VITA INDISTRUTTIBILE

Mercoledì – II settimana del Tempo Ordinario

La conclusione delle due letture proposte dalla liturgia odierna crea un vero e proprio corto circuito nella nostra meditazione. Mentre la lettera agli Ebrei approfondisce la contemplazione del sacerdozio di Cristo, giungendo a descriverlo come «la potenza di una vita indistruttibile» (Eb 7,16), la reazione di farisei ed erodiani al secondo prodigio realizzato da Gesù nella sinagoga si orienta invece verso un desiderio di morte e distruzione. 

E i farisei uscirono subito con gli erodiani e tennero consiglio contro di lui per farlo morire (Mc 3,6).

Naturalmente il mistero pasquale — dove morte e vita si sono affrontate in un definitivo duello — è già un colore di fondo sufficiente a dare significato a questi due differenti prospettive: il Signore Gesù è potuto entrare in una vita indistruttubile proprio per essersi consegnato, con amore e per amore, all’esperienza della croce. L’accostamento tra la figura di Melchìsedek e l’azione del Maestro nei confronti dell’uomo con la mano paralizzata accende tuttavia ulteriori luci. Lo misteriosa figura sacerdotale del re di Salem, che incrocia il cammino di Abramo nel racconto della Genesi, viene presentata in un atteggiamento molto particolare, che la Scrittura riserva alla figura del padre.

[...] andò incontro ad Abramo mentre ritornava dall’avere sconfitto i re e lo benedisse;
a lui Abramo diede la decima di ogni cosa (Eb 7,1-2).

Avvicinarsi e benedire è l’esercizio più autentico della paternità, secondo la tradizione di Israele. La benedizione non è, infatti, solo un gesto augurale, ma un vero e proprio atto di condivisione e di comunicazione di quanto si ha di più caro nella vita. Con la benedizione il padre trasmette al figlio tutta la sua vita, conferendole in tal modo il sigillo di offerta e dono. Dare la vita è, in qualche modo, la figura esistenziale che anticipa il morire. Ed è proprio il destino a cui Gesù va incontro, nel momento in cui sceglie di spezzare il silenzio e l’indifferenza che circondano l’uomo dalla mano inaridita. Un atto d’amore non lascia mai la realtà com’era prima. Intreccia due cammini sprigionando l’indistruttibile forza della compassione, quintessenza del cuore che — non di rado — può sgorgare solo da un cuore capace ancora di indignarsi. 

E guardandoli tutt’intorno con indignazione, rattristato per la durezza dei loro cuori,
disse all’uomo: «Tendi la mano!». Egli la tese e la sua mano fu guarita (Mc 3,5).

**Dati forniti:**
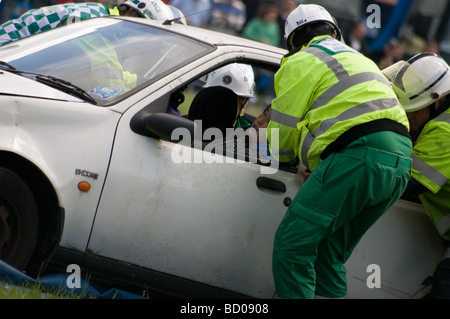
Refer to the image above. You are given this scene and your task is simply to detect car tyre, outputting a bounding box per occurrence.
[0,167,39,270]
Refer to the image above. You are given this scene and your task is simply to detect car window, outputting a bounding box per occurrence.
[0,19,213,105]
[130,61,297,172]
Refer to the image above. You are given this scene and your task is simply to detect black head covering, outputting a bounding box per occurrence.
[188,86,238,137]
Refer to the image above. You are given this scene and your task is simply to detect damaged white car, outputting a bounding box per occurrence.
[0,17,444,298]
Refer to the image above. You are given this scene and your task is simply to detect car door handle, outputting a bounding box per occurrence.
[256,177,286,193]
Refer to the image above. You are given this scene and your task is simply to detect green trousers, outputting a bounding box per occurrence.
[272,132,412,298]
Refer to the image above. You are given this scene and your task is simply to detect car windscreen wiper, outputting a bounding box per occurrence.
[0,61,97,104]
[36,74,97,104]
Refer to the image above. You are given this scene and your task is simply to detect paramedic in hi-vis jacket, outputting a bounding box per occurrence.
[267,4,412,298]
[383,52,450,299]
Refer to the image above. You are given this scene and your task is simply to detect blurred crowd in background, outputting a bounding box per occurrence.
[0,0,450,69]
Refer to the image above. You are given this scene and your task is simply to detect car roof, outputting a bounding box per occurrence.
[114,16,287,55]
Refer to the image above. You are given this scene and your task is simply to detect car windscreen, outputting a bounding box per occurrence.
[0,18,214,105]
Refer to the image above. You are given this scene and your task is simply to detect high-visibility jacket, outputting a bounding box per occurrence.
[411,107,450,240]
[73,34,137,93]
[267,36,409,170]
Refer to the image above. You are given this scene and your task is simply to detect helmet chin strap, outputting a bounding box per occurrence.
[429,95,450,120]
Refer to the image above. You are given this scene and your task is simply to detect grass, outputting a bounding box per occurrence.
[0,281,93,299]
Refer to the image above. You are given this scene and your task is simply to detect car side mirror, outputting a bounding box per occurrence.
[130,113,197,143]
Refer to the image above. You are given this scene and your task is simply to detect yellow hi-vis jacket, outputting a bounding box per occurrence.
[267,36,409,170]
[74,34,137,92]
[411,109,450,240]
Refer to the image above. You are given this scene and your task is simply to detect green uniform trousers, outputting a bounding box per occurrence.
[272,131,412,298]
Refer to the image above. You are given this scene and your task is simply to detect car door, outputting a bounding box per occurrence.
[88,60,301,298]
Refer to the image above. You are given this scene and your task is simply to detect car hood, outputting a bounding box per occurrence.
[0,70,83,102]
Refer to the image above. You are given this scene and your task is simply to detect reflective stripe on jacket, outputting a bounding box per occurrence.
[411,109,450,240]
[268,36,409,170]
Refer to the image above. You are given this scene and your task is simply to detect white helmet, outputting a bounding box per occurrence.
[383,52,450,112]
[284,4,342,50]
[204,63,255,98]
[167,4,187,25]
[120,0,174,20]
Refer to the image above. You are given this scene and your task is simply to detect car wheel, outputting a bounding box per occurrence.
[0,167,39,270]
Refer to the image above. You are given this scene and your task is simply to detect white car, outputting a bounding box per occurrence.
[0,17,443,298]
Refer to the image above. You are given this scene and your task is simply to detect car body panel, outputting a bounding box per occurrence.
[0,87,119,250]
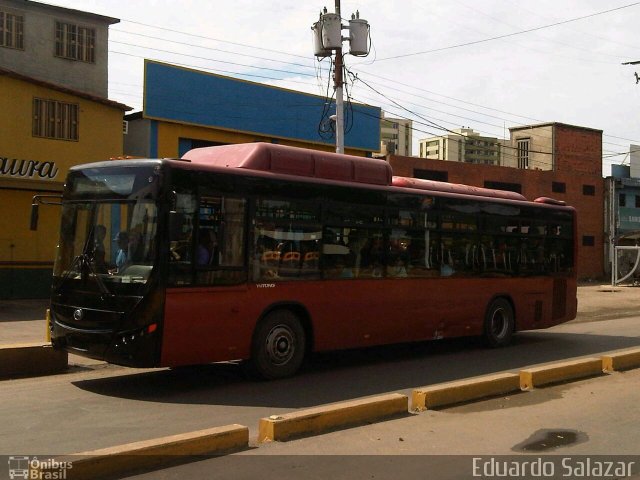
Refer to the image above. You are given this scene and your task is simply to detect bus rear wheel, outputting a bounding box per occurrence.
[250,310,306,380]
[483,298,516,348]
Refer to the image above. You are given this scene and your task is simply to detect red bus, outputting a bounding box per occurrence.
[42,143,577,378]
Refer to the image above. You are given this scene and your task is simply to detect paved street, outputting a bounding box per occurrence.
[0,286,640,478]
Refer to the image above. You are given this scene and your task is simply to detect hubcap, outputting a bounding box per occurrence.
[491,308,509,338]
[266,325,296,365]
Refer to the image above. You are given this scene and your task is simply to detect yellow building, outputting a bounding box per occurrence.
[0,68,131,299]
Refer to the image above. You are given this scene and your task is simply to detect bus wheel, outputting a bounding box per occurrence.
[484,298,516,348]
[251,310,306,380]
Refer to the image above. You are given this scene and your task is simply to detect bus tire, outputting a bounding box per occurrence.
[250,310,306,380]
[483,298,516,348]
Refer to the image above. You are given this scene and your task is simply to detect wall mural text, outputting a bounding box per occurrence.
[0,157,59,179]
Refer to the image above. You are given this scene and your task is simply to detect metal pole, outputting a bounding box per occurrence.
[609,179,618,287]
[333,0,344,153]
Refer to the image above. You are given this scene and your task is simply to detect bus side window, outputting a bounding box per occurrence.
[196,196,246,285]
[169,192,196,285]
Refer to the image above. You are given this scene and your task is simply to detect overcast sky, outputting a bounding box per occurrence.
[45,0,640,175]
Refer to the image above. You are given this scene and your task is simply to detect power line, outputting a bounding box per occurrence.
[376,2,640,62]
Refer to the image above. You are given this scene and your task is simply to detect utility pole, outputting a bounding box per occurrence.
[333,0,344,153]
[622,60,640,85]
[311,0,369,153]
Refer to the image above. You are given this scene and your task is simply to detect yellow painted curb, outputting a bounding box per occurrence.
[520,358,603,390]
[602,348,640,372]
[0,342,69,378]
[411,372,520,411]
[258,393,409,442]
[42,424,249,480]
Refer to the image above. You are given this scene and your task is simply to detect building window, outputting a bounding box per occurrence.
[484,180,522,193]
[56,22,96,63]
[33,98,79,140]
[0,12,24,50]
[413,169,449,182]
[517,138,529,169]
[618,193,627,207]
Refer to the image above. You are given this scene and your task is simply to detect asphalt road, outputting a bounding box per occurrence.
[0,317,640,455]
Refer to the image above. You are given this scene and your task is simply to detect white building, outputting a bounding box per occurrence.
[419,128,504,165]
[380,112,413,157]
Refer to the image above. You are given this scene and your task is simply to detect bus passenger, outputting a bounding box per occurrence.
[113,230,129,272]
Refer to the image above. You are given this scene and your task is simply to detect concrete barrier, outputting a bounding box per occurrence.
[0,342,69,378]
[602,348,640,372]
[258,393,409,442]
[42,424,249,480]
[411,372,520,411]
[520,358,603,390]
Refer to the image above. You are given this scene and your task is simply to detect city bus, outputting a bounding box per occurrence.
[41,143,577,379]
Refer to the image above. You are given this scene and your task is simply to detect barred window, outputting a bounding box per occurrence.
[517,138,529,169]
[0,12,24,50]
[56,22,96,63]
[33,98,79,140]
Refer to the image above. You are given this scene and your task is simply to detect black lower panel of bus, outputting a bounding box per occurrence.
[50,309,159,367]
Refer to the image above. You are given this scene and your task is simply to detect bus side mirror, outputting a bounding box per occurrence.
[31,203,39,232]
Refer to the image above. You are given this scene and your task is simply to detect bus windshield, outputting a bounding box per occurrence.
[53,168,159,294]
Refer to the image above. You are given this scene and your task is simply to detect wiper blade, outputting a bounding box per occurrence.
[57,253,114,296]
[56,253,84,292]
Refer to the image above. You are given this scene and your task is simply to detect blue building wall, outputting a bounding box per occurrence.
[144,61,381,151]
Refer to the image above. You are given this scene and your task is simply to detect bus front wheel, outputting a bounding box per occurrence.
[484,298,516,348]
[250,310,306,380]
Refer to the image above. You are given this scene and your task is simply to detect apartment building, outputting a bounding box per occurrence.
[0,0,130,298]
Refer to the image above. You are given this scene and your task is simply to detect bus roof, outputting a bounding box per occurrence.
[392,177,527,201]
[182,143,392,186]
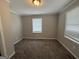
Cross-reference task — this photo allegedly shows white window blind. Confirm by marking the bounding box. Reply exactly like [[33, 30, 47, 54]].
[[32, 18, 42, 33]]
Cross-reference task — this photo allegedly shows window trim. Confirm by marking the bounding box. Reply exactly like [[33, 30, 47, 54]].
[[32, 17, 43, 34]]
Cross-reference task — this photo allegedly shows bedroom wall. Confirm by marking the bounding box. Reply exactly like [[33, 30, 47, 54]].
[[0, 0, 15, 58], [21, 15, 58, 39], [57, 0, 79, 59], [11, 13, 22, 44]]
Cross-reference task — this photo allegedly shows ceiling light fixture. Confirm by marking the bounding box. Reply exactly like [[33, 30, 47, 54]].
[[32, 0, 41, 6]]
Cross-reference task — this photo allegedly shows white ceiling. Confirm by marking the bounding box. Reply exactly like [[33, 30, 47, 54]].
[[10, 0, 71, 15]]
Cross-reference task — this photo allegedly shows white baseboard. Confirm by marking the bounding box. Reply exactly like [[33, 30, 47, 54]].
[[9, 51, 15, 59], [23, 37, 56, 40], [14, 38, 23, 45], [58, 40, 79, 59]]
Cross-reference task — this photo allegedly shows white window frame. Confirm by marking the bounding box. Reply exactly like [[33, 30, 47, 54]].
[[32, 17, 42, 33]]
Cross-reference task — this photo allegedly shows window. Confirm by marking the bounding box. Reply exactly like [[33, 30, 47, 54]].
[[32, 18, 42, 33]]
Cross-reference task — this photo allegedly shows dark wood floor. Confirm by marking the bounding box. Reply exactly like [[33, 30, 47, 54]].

---

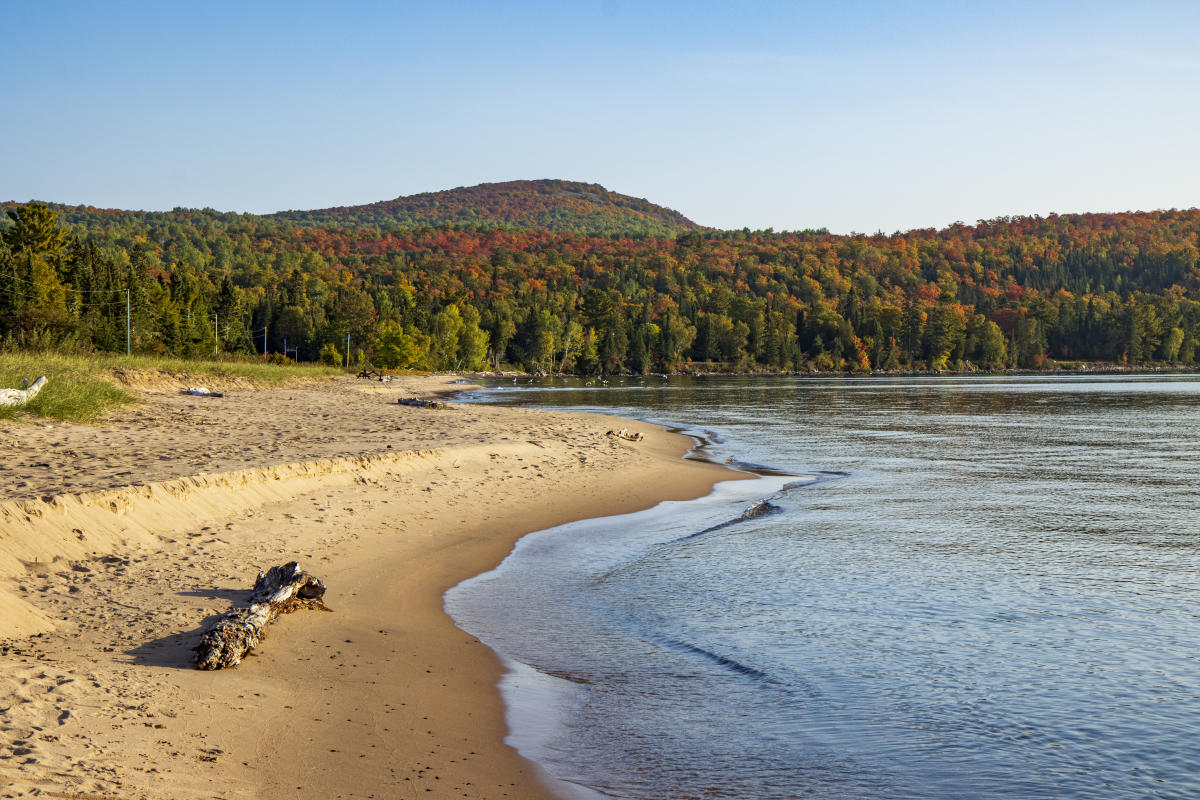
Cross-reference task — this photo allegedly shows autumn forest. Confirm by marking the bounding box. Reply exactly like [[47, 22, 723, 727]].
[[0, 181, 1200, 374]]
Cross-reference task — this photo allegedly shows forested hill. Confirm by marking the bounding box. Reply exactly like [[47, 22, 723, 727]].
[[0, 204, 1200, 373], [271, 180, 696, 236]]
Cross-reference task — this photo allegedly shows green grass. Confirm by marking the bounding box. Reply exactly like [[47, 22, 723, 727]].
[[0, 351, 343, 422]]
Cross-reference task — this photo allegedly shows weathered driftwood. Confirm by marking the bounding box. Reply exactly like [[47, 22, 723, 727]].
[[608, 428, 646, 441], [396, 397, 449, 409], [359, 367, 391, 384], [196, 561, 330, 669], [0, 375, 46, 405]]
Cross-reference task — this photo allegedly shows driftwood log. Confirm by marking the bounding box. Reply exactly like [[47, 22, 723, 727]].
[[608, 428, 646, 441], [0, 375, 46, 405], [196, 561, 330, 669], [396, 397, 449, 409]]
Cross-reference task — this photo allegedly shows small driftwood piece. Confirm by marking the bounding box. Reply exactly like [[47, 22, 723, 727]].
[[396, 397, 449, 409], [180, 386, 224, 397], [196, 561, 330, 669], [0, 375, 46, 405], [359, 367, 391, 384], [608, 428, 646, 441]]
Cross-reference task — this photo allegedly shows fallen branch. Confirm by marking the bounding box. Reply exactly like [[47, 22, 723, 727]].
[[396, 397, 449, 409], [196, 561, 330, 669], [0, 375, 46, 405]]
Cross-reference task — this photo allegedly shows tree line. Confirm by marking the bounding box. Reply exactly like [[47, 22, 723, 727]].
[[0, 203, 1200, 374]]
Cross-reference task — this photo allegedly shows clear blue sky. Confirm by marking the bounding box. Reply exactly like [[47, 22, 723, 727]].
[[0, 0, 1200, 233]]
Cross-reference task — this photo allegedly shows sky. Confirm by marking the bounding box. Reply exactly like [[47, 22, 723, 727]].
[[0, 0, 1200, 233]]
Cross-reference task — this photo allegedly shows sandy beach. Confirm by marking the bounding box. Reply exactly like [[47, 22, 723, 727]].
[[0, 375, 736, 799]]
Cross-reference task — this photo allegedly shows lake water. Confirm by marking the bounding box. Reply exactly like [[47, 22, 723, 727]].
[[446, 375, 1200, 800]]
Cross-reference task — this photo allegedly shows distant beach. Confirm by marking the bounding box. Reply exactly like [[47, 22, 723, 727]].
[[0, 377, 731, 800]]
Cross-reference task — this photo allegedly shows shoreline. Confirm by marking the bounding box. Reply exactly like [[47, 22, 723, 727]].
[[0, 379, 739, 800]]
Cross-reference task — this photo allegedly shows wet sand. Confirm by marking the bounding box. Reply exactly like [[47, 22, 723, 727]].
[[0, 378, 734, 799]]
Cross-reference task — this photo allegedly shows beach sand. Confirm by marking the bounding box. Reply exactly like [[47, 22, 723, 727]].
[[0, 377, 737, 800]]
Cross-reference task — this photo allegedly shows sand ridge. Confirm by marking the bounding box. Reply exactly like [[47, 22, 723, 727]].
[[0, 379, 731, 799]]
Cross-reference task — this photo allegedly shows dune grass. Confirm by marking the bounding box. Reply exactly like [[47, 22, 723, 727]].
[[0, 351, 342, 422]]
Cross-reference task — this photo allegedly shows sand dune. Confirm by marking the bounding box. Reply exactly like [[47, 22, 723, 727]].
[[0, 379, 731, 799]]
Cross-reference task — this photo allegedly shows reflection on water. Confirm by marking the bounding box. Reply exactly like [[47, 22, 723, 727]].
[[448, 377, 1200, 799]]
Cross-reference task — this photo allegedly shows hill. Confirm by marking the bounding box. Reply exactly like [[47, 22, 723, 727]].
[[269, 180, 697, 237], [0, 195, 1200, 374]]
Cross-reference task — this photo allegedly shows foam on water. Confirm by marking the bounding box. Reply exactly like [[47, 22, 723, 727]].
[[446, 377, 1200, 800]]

---

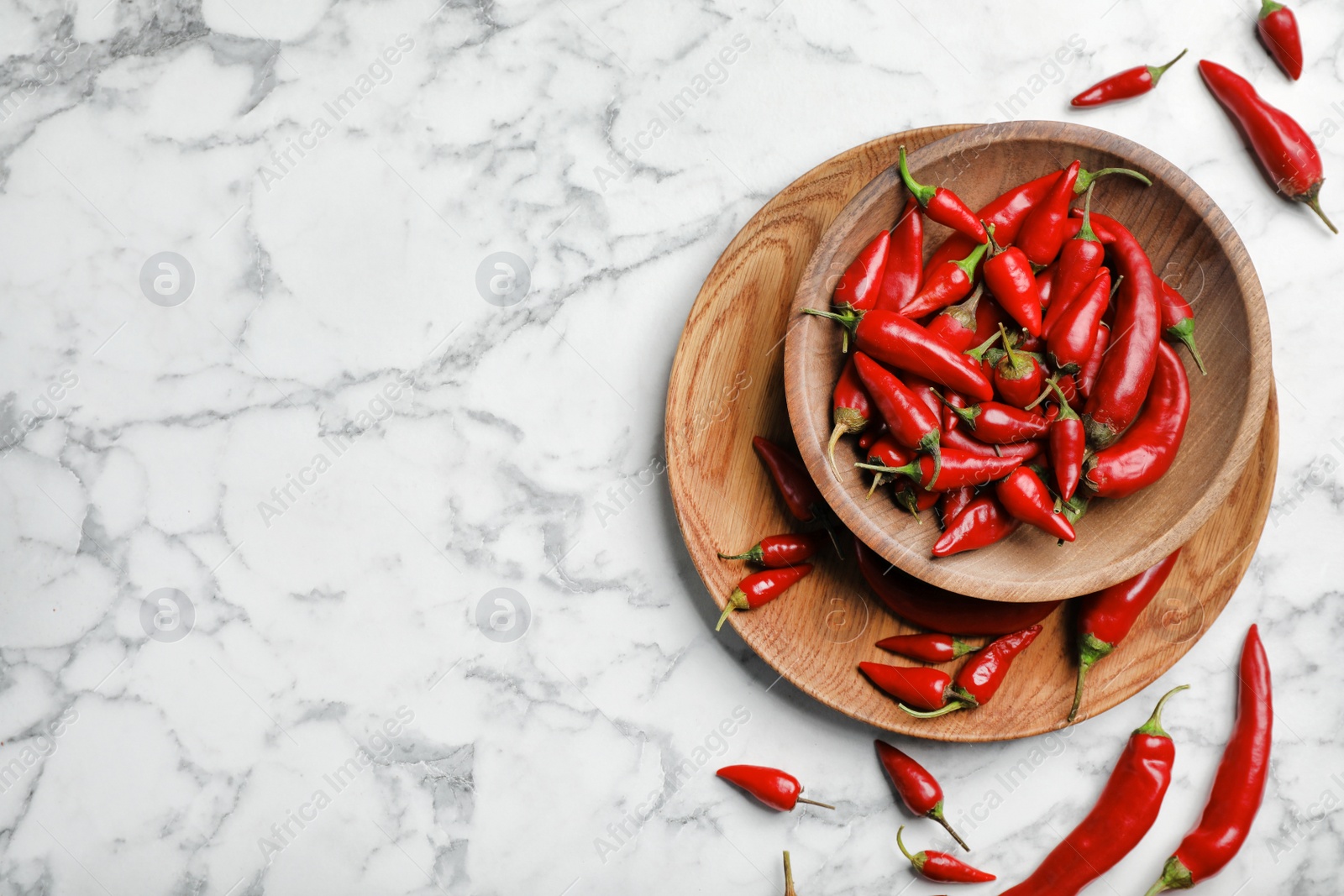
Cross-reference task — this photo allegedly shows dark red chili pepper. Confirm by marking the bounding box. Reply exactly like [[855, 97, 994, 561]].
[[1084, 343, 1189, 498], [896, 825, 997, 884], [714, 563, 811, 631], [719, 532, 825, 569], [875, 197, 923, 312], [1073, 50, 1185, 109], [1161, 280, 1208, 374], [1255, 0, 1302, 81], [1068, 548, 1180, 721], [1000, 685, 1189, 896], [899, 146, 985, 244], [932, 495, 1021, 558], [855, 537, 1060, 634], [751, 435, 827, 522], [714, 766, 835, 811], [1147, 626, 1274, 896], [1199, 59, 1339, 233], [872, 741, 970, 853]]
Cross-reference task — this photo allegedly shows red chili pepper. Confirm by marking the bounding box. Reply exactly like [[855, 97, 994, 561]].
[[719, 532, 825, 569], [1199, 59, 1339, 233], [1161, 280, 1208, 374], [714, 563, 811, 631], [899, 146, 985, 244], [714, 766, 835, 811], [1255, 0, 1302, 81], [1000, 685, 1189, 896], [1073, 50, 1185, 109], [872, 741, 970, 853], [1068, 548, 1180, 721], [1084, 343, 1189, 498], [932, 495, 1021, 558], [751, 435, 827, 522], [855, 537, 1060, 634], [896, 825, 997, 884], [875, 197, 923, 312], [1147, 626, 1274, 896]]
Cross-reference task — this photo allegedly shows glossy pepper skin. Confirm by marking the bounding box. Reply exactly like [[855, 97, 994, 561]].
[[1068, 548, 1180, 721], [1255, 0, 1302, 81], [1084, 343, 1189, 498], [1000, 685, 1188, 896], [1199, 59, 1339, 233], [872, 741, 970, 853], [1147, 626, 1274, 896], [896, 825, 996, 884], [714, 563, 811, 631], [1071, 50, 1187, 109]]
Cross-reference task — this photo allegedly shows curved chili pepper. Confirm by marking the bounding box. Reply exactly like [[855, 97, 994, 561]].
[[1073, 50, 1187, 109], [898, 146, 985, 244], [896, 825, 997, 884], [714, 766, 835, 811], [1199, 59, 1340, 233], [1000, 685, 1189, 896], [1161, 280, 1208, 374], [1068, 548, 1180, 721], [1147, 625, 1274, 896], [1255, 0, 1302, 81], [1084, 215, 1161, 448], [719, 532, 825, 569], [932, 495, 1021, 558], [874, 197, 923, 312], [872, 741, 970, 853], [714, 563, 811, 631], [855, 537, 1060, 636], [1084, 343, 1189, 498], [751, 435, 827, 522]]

**Obiettivo dell'esercizio:** Trascrivi fedelmente il passo della meditazione sulla vita indistruttibile che comincia dalle parole «La conclusione delle» e si ferma dopo le parole «morire (Mc 3,6).».

**Esercizio svolto:**
La conclusione delle due letture proposte dalla liturgia odierna crea un vero e proprio corto circuito nella nostra meditazione. Mentre la lettera agli Ebrei approfondisce la contemplazione del sacerdozio di Cristo, giungendo a descriverlo come «la potenza di una vita indistruttibile» (Eb 7,16), la reazione di farisei ed erodiani al secondo prodigio realizzato da Gesù nella sinagoga si orienta invece verso un desiderio di morte e distruzione. 

E i farisei uscirono subito con gli erodiani e tennero consiglio contro di lui per farlo morire (Mc 3,6).